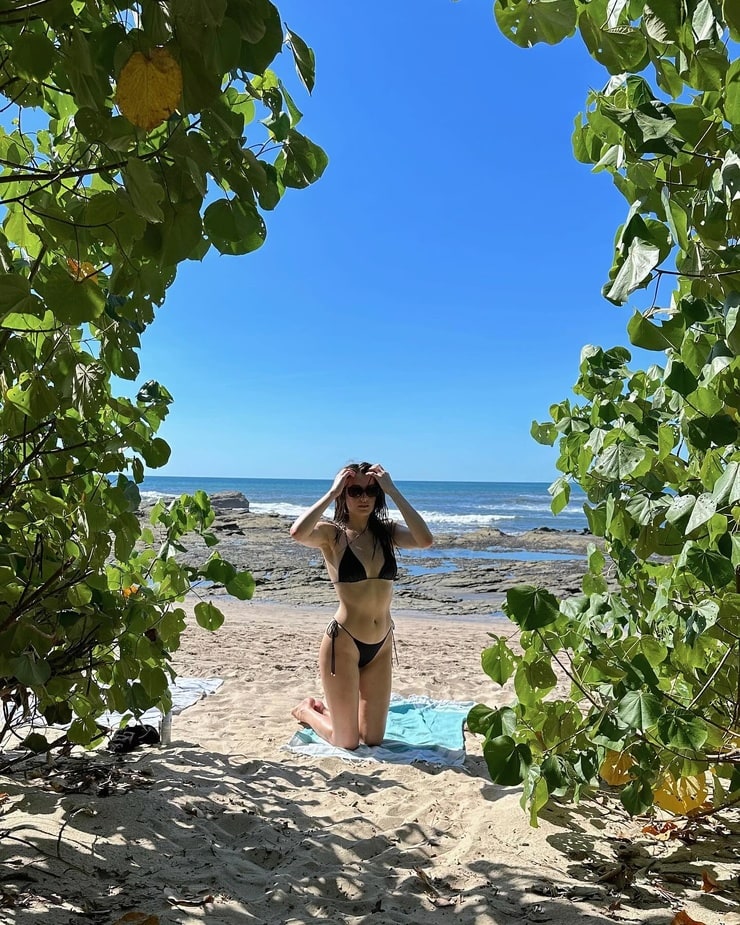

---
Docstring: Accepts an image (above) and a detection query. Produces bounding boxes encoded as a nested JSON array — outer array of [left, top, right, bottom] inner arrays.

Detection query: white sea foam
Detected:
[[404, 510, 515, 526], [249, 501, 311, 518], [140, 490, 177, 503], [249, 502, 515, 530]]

Work task: Would you retype exactly the lines above, from the line with "Docstring: Accepts an" to the line with "Detection query: white sea foam", with both end lines kept and nothing more?

Solved exercise:
Docstring: Accepts an image (above) and a detection query. Produces bounding boxes encoded as a nested JSON array — outer array of [left, top, right, bottom] inner arrays.

Detection query: white sea foam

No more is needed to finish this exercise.